Because the downlink reference signal sequence and an additional
wake-up signal do not need to be separately sent, for a transmitter
side, such as the network device, and a receiver side, such as the
terminal device, power is saved. Further, a processing procedure is
simplified, and communication efficiency is improved.
[0021] In a possible implementation, when the downlink reference
signal sequence is a channel state information reference signal
(CSI-RS) sequence, the existing CSI-RS sequence may be reused,
thereby reducing signaling overheads.
[0022] In a possible implementation, the downlink reference signal
sequence is further used to indicate whether to trigger the at
least one terminal device to report channel state information
(CSI).
[0023] The network device uses the CSI-RS sequence to carry the WUS
information. The downlink reference signal sequence can implement a
function of the WUS, and wake up the terminal device only when
there is the downlink data to be sent and the terminal device needs
to monitor and receive the downlink data, so that power consumption
of the terminal device is reduced. In addition, the downlink
reference signal sequence can implement a function of a CSI-RS and
is used to measure a channel state and trigger the terminal device
to perform CSI reporting. Therefore, communication efficiency can
be improved.
[0024] In a possible implementation, information carried on the
downlink reference signal sequence includes a first field, where
the first field is used to indicate the at least one terminal
device whether to be activated within the on duration time.
[0025] In a possible implementation, the information carried on the
downlink reference signal sequence includes a second field, where
the second field is used to indicate whether to trigger the at
least one terminal device to report the channel state information
(CSI).
[0026] In a possible implementation, the information carried on the
downlink reference signal sequence includes a third field, where
the third field is used to indicate the at least one terminal
device whether to perform bandwidth part (BWP) switching.
[0027] In a possible implementation, the receiving a downlink
reference signal sequence includes: receiving the downlink
reference signal sequence before the on duration time or within the
on duration time.
[0028] In a possible implementation, the method further includes:
when the downlink reference signal sequence is received before the
on duration time, if the downlink reference signal sequence
indicates the at least one terminal device to be activated within
the on duration time, monitoring a physical downlink channel; or,
when the downlink reference signal sequence is received within the
on duration time, if the downlink reference signal sequence
indicates the at least one terminal device not to be activated
within the on duration time, entering a sleep state.

Tasks →
1) List each field that the passage on downlink reference signal sequences says the carried information can include, with what that field indicates.
2) Reproduce the stretch of the passage on downlink reference signal sequences from "Because the downlink" through "efficiency is improved.".

Object position labeling entries:
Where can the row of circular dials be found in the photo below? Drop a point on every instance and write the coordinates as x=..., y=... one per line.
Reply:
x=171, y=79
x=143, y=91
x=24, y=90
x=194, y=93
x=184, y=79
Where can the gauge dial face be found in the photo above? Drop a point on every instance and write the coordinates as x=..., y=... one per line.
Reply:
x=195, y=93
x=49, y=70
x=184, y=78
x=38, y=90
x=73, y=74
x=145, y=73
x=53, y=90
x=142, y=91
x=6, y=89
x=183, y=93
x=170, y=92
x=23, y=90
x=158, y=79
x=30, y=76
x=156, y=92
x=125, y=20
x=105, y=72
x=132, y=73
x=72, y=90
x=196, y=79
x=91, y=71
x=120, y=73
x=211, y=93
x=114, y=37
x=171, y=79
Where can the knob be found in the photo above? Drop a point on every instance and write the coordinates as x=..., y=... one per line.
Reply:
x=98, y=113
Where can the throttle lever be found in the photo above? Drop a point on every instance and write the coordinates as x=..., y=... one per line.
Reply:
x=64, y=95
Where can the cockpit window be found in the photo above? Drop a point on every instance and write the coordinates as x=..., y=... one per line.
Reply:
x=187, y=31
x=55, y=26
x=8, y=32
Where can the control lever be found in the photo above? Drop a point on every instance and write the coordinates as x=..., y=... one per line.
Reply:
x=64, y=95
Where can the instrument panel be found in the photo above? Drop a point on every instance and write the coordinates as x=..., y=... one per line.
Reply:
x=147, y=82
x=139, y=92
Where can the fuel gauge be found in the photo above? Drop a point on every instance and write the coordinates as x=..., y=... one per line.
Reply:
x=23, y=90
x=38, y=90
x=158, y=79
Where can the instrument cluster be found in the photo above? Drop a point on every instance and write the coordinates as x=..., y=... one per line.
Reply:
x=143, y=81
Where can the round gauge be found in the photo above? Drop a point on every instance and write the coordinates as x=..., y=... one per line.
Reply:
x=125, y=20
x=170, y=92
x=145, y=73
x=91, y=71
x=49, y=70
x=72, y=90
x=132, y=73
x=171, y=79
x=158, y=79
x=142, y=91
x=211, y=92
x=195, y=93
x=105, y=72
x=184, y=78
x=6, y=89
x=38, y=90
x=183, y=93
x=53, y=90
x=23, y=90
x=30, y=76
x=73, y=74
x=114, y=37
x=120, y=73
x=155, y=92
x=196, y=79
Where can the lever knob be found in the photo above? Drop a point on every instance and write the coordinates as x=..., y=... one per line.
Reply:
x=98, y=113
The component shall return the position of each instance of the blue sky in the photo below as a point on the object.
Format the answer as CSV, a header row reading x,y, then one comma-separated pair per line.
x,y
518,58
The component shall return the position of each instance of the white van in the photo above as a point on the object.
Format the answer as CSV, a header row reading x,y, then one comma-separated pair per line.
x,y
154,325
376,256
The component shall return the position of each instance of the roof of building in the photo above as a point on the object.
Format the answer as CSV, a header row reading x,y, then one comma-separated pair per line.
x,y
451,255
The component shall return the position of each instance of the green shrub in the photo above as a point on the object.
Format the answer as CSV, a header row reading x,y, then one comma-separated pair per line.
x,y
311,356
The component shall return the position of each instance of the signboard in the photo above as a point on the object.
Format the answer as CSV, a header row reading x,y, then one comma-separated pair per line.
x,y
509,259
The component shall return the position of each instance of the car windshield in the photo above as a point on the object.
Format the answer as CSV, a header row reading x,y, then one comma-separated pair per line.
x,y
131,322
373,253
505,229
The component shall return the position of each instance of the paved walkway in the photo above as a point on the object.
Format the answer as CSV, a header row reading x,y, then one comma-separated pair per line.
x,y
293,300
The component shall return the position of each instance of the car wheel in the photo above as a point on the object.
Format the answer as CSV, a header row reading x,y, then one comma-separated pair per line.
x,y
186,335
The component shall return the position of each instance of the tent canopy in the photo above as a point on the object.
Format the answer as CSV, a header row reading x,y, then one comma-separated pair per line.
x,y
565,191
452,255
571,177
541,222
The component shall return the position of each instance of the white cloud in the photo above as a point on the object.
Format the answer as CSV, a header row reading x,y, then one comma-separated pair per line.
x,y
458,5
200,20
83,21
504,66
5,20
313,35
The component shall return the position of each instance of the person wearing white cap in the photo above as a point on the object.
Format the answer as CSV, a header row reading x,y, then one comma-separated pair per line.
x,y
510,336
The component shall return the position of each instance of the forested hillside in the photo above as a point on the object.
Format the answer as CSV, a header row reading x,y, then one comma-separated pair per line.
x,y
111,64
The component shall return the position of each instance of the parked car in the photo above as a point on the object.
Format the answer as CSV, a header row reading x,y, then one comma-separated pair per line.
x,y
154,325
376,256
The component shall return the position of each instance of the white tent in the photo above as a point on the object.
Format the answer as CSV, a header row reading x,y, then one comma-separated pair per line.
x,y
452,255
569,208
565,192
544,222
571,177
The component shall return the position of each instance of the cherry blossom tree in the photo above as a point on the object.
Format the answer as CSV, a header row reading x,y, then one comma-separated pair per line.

Exercise responses →
1)
- First field: whether the at least one terminal device is to be activated within the on duration time
- Second field: whether to trigger the at least one terminal device to report channel state information (CSI)
- Third field: whether the at least one terminal device is to perform bandwidth part (BWP) switching

2)
Because the downlink reference signal sequence and an additional
wake-up signal do not need to be separately sent, for a transmitter
side, such as the network device, and a receiver side, such as the
terminal device, power is saved. Further, a processing procedure is
simplified, and communication efficiency is improved.